(Entries from a dataset)
# # #
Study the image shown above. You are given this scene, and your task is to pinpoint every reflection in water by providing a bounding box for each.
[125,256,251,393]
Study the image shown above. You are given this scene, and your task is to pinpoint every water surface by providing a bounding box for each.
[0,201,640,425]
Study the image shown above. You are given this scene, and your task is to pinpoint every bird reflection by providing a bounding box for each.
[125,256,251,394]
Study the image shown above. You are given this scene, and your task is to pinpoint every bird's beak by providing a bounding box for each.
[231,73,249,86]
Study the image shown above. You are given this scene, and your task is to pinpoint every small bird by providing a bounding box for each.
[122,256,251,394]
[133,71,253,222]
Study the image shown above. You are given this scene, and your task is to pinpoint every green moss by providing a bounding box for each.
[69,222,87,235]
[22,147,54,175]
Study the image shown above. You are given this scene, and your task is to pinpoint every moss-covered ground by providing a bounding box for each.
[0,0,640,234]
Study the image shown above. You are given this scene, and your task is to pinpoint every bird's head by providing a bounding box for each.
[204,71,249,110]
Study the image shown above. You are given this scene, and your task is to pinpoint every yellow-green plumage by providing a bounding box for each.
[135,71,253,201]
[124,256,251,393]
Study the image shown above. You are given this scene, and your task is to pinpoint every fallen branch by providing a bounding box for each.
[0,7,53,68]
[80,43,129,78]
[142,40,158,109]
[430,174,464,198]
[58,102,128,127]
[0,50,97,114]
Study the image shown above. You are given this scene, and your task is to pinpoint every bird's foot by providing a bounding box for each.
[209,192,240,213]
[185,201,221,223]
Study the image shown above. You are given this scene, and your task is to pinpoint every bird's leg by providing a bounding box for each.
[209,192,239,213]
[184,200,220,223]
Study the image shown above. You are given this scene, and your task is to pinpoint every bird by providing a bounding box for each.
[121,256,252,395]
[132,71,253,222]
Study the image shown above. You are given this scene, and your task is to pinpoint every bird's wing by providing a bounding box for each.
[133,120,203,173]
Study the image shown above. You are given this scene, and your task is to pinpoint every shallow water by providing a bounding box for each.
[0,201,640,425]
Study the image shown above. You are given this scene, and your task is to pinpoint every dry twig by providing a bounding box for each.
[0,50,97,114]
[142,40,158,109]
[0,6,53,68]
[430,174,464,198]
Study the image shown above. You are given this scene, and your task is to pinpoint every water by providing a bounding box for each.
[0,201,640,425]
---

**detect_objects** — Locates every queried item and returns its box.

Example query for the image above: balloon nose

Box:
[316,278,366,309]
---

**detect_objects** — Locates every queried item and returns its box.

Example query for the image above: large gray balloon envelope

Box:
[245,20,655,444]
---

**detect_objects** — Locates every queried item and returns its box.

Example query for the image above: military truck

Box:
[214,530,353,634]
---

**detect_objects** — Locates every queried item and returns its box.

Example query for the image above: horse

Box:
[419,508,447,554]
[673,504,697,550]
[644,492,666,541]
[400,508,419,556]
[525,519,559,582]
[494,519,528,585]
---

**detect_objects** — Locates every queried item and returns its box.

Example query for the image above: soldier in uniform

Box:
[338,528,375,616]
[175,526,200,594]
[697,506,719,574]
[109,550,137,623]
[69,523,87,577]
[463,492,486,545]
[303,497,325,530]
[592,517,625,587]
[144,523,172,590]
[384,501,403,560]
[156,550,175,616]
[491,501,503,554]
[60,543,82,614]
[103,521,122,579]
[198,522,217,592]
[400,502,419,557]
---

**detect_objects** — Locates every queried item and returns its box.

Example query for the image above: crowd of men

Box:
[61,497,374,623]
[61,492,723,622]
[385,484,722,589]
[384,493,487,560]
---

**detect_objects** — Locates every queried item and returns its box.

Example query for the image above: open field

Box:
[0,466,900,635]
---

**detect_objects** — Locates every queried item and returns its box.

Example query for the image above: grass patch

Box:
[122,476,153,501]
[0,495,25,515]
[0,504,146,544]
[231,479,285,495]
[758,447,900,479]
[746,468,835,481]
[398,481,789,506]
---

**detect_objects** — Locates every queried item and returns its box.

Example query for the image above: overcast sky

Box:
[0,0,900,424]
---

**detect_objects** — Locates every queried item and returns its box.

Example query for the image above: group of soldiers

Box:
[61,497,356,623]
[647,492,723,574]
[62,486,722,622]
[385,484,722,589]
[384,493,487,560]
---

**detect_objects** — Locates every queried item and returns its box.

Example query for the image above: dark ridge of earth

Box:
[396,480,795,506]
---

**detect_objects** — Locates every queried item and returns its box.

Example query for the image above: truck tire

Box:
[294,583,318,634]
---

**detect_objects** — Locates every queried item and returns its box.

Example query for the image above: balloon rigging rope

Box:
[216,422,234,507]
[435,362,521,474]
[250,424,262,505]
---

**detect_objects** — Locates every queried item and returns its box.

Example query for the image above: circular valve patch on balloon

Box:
# # #
# Stated exercise:
How many lines of the listing contain the string "reflection" with matching case? Reply with the number only.

# Exercise solution:
2